PROBLEM DESCRIPTION ▸ Repeat the lines that follow, leaving nothing out.

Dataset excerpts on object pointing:
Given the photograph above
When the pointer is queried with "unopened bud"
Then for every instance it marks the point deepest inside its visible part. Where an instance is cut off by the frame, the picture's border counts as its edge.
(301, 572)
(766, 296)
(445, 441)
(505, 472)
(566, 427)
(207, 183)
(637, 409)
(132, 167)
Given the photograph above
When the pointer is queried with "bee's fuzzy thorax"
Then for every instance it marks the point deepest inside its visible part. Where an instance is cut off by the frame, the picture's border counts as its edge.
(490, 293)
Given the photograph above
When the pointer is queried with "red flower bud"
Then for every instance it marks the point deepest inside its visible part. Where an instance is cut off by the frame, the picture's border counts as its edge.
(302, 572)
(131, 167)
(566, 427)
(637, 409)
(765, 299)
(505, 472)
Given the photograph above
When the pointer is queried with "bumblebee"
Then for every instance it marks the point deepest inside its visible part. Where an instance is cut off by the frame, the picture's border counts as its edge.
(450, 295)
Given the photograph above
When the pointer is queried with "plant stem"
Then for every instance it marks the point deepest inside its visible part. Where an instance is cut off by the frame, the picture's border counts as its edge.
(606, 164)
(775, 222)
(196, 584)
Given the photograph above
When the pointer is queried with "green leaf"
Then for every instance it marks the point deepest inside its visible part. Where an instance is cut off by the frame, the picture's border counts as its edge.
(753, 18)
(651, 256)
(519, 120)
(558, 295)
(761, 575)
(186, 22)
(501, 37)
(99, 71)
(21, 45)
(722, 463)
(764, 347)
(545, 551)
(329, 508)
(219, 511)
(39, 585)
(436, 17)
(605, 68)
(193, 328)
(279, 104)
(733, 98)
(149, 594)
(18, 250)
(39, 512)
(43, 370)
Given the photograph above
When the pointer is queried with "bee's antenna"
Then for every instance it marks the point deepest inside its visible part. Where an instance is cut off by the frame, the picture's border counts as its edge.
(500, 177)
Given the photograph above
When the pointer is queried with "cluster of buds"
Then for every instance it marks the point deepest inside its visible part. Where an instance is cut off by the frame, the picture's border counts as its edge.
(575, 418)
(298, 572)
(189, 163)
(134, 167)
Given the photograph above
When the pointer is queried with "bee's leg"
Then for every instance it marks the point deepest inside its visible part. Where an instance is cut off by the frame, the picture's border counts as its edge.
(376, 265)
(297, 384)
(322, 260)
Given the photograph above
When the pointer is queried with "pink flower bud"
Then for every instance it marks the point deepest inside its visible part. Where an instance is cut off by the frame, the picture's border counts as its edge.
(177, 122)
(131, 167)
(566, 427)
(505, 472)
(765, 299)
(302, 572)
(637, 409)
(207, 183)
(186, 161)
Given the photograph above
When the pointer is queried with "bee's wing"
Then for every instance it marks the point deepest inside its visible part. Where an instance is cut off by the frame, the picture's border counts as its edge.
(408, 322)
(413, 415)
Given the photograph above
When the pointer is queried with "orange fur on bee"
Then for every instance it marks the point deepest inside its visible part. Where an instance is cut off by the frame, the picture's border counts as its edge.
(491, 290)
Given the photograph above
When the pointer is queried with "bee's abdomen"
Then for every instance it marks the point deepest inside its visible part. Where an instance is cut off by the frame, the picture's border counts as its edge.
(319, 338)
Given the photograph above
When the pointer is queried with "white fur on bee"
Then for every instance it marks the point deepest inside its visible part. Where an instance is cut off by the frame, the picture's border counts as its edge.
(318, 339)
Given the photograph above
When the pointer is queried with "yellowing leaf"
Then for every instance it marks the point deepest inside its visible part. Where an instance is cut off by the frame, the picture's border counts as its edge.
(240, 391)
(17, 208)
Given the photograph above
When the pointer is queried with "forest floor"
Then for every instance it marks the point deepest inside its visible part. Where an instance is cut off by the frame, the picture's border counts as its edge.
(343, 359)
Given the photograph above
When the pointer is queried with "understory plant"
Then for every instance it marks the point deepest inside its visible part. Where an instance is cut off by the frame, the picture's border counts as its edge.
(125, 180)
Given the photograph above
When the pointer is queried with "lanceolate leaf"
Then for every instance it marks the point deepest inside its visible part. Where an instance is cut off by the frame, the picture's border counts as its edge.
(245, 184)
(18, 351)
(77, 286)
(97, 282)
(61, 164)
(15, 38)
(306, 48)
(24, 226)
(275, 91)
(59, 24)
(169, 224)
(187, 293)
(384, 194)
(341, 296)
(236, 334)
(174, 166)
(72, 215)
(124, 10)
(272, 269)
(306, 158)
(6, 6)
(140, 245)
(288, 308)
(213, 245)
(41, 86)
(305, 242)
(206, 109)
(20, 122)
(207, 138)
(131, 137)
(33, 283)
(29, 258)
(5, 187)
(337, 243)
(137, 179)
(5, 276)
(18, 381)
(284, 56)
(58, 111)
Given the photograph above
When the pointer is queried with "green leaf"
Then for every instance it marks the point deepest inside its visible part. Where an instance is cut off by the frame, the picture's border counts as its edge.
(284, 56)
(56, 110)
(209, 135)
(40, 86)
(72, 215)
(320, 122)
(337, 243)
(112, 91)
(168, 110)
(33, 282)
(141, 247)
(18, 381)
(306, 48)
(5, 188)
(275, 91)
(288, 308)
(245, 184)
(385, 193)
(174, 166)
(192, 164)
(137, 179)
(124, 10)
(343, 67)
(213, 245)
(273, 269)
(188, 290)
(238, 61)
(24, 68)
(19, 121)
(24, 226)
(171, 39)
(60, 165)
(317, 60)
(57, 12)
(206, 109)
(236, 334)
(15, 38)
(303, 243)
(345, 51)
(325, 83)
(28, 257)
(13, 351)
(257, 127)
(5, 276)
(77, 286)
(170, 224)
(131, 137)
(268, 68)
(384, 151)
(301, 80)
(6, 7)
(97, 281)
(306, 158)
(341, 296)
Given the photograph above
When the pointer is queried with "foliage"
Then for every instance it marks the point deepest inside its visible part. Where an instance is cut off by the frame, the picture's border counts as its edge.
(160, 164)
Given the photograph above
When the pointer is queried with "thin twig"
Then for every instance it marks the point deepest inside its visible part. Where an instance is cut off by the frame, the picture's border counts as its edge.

TASK ANSWER ▸
Given the photograph above
When the pointer is queried with "unopened bud"
Then for every instance it marks the point deepest inside its visible part. Where an instance is cut off by the frame, the picture's border counts as its edge.
(301, 572)
(766, 296)
(445, 441)
(505, 472)
(566, 427)
(207, 183)
(637, 409)
(132, 167)
Given the photograph above
When the pointer is queried with "bee's fuzzy thorax"
Then for every instance it marks the point deepest inside its visible part. Where an instance is cut off by the frame, the picture's border counts as its edge.
(490, 293)
Given the photograph above
When the pointer is queried with "red flower bud"
Then for every instance it marks the point deepest inside its visible part. Where an instance is cut off by the frame, the picture's border counts as its edge.
(302, 572)
(131, 167)
(566, 427)
(637, 409)
(765, 299)
(505, 472)
Given the photograph above
When the pointer is queried with "bumblebee"
Then for every instance it marks the point deepest inside its visible part. Where an instance is cut off by the frame, the picture's border counts as its edge.
(450, 295)
Given the photograph above
When the pointer is queried with "plant stem"
Then for every instance it marks the point deepest inside its visible part. Where an instance is cut off by the frame, the picture's border counts as its edge.
(606, 164)
(775, 222)
(196, 584)
Given the photograph above
When the pointer is queried with "green leaf"
Then for every instance it marks the point deepest inside its visible part. Where an instance is cut off by the frame, the picture's border counts as its edge.
(753, 18)
(651, 256)
(519, 120)
(558, 295)
(761, 575)
(186, 22)
(501, 37)
(99, 71)
(21, 45)
(722, 463)
(764, 347)
(545, 551)
(329, 508)
(219, 511)
(39, 585)
(436, 17)
(605, 68)
(193, 328)
(279, 104)
(733, 98)
(149, 594)
(18, 250)
(39, 512)
(43, 370)
Given the photograph above
When the pointer is queried with "bee's antenna"
Then for every instance it marks the point deepest inside its visible part. Where an instance is cut off by the frame, the picture's border counts as its edge.
(500, 177)
Given the photograph above
When the pointer is queried with "cluster of buds"
Then for every instance it marks the point deepest inside its visible part. Where an instance is cut off by the frame, the picture's border counts as its edge.
(575, 418)
(298, 572)
(189, 163)
(134, 167)
Given the photograph above
When the pointer is queried with "bee's leg"
Then for every instance it marks the point deepest inside its visible part. Where an instance is cut off by the frame, the picture's border counts as its edge.
(376, 265)
(297, 384)
(322, 260)
Given the photograph above
When the pointer is queried with "pink flower bud"
Then for every instance it marks the point deepest inside its visible part. Where an instance is cut off by the frame, the picture's border counts as its edge.
(177, 122)
(131, 167)
(566, 427)
(505, 472)
(765, 299)
(302, 572)
(637, 409)
(207, 183)
(186, 161)
Given the photograph above
When the pointer is queried with "bee's wing"
Then for every instance it marks the point deepest inside its visible part. Where an instance is cut off by the frame, the picture's border counts as its edge.
(408, 322)
(413, 415)
Given the photograph above
When the pointer is queried with "orange fur on bee"
Then for every instance it marks the point deepest inside its visible part. Where an instance is cut off by the frame, the picture's border counts as its edge.
(491, 290)
Given the photograph above
When the pointer is queried with "bee's abdomen"
Then for every instance it marks the point deepest inside its visible part. Where an instance is cut off by the frame, the picture's border counts as its edge.
(319, 338)
Given the photograph above
When the pointer is queried with "white fur on bee"
Then for every instance it marks the point deepest inside its visible part. Where an instance is cut off by the frame, the picture's border counts as its edge.
(318, 339)
Given the photograph above
When the pointer is queried with "yellowing leaf"
Then for every instance it marks the point deepest inside its visible part. Where an instance is cut off by the frame, the picture's border counts as its edge.
(240, 391)
(17, 208)
Given the photograph above
When the pointer is queried with "forest floor"
Then for every instance it marks the point deepest inside its visible part. Where an instance is cut off by the frame, the picture's border counts as its edge.
(343, 359)
Given the photograph above
When the pointer is queried with "understory plant"
Then for every instance it marks the point deepest inside its visible part. Where an instance is cut off by the frame, the picture's border counts as its edge.
(125, 180)
Given the photograph above
When the pointer is queried with "lanceolate leaf"
Then for every instance it marks the point deepest inside its visible part. Where an instance is cut off by the frame, the picture's border counts as its edge.
(245, 184)
(18, 351)
(77, 286)
(97, 282)
(61, 164)
(15, 38)
(306, 48)
(24, 226)
(275, 91)
(59, 24)
(169, 224)
(187, 293)
(384, 194)
(341, 296)
(236, 334)
(174, 166)
(72, 215)
(124, 10)
(272, 269)
(306, 158)
(6, 6)
(140, 245)
(288, 308)
(213, 245)
(41, 86)
(305, 242)
(206, 109)
(20, 122)
(207, 138)
(131, 137)
(33, 283)
(29, 258)
(5, 187)
(337, 243)
(137, 179)
(5, 276)
(18, 381)
(284, 56)
(58, 111)
Given the photograph above
When the pointer is queried with "green leaf"
Then for every instance it marks the point deepest inside its visible part. Where an instance is cut off by the frame, the picture's border counts as its edge.
(284, 56)
(56, 110)
(209, 135)
(40, 86)
(72, 215)
(320, 122)
(337, 243)
(112, 91)
(168, 110)
(33, 282)
(141, 247)
(18, 381)
(306, 48)
(5, 188)
(275, 91)
(288, 308)
(245, 184)
(385, 193)
(174, 166)
(192, 164)
(137, 179)
(124, 10)
(343, 67)
(213, 245)
(273, 269)
(188, 290)
(238, 61)
(24, 68)
(19, 121)
(24, 226)
(171, 39)
(60, 165)
(317, 60)
(57, 12)
(206, 109)
(236, 334)
(15, 38)
(303, 243)
(345, 51)
(325, 83)
(28, 257)
(13, 351)
(257, 127)
(5, 276)
(77, 286)
(170, 224)
(131, 137)
(268, 68)
(384, 151)
(301, 80)
(6, 7)
(97, 281)
(306, 158)
(341, 296)
Given the photograph above
When the pointer is queried with "foliage"
Then for every instance it marks the point deepest inside its visible part. Where an instance is cut off by the frame, the picture's border counts as its edge.
(160, 164)
Given the photograph above
When the pointer is queried with "thin twig"
Then for every instance it marks the point deepest inside its visible part. Where an instance is cut off by the frame, the picture's border counts as its edge.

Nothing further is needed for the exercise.